Stored items:
=== Section Start ===

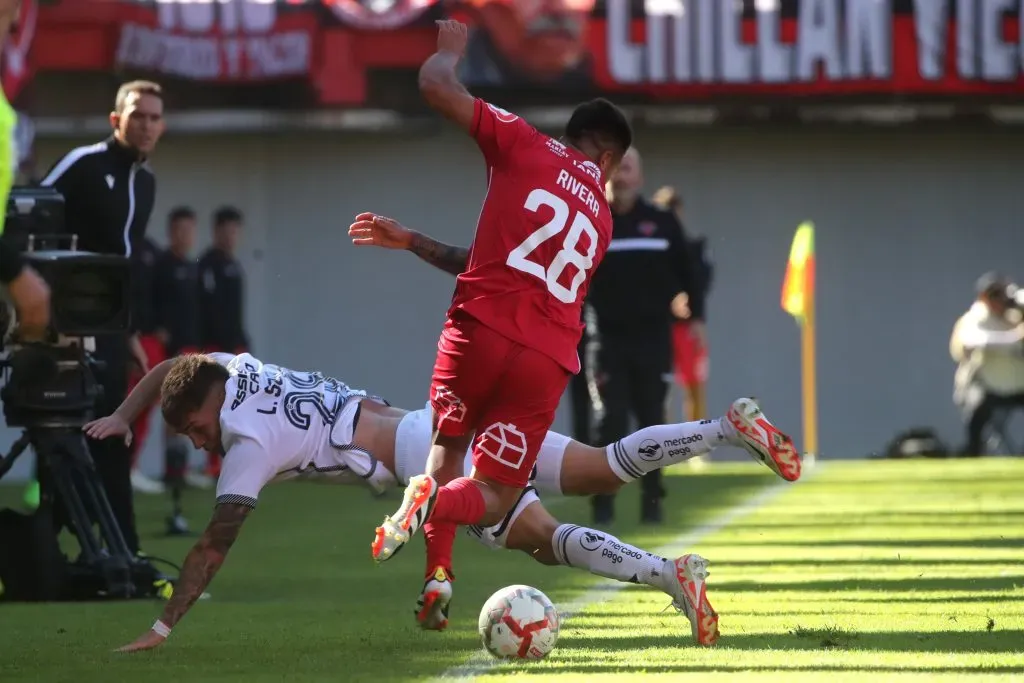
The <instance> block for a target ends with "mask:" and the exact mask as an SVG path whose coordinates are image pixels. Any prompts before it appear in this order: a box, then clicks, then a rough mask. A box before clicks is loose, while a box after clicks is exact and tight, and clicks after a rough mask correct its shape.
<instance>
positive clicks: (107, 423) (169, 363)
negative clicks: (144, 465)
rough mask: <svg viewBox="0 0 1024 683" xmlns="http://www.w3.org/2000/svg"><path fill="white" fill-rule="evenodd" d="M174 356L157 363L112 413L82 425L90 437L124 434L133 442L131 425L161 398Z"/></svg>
mask: <svg viewBox="0 0 1024 683" xmlns="http://www.w3.org/2000/svg"><path fill="white" fill-rule="evenodd" d="M172 365H174V358H169V359H167V360H164V361H162V362H159V364H157V365H156V366H155V367H154V368H153V369H152V370H151V371H150V372H147V373H146V374H145V377H143V378H142V379H141V380H139V383H138V384H136V385H135V388H134V389H132V390H131V393H130V394H128V396H127V397H126V398H125V399H124V401H122V402H121V404H120V405H118V408H117V410H116V411H114V413H113V414H112V415H108V416H105V417H102V418H98V419H96V420H92V421H91V422H87V423H85V425H83V426H82V431H84V432H85V433H86V434H87V435H88V436H89V437H90V438H94V439H97V440H98V439H104V438H110V437H112V436H124V437H125V442H126V443H129V444H130V443H131V425H132V423H133V422H135V419H136V418H137V417H138V416H139V415H140V414H141V413H142V411H145V410H147V409H148V408H150V407H151V405H153V404H154V402H156V401H157V399H158V398H160V387H161V385H163V383H164V378H165V377H167V373H169V372H170V371H171V366H172Z"/></svg>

=== Section End ===

## Exercise description
Please write out every entry exactly, but skip the pictures.

## Answer section
The <instance> block for a target ends with "mask:" and the exact mask as an SVG path whose coordinates are image pixels. Any prompts before it appear in this order: a box, then clicks, then a rough mask. A box before clicks is loose, while a box after clicks is exact and tight, and clicks after a rough mask correct its shape.
<instance>
positive clicks: (107, 423) (169, 363)
negative clicks: (144, 465)
rough mask: <svg viewBox="0 0 1024 683" xmlns="http://www.w3.org/2000/svg"><path fill="white" fill-rule="evenodd" d="M174 356L157 363L112 413L82 425L90 437L124 434L133 442L131 425L161 398Z"/></svg>
mask: <svg viewBox="0 0 1024 683" xmlns="http://www.w3.org/2000/svg"><path fill="white" fill-rule="evenodd" d="M172 365H174V358H169V359H167V360H164V361H162V362H159V364H157V365H156V366H155V367H154V368H153V369H152V370H151V371H150V372H147V373H146V374H145V377H143V378H142V379H141V380H139V383H138V384H136V385H135V388H134V389H132V390H131V393H130V394H128V396H127V397H126V398H125V399H124V401H122V402H121V404H120V405H118V408H117V410H116V411H114V413H113V414H112V415H108V416H105V417H102V418H98V419H96V420H92V421H91V422H87V423H85V425H83V426H82V431H84V432H85V433H86V434H87V435H88V436H89V437H90V438H94V439H97V440H98V439H104V438H110V437H112V436H124V437H125V442H126V443H129V444H130V443H131V425H132V423H133V422H135V419H136V418H137V417H138V416H139V415H140V414H141V413H142V411H145V410H147V409H148V408H150V407H151V405H153V404H154V402H156V401H157V399H158V398H160V387H161V385H163V383H164V378H165V377H167V373H169V372H170V371H171V366H172Z"/></svg>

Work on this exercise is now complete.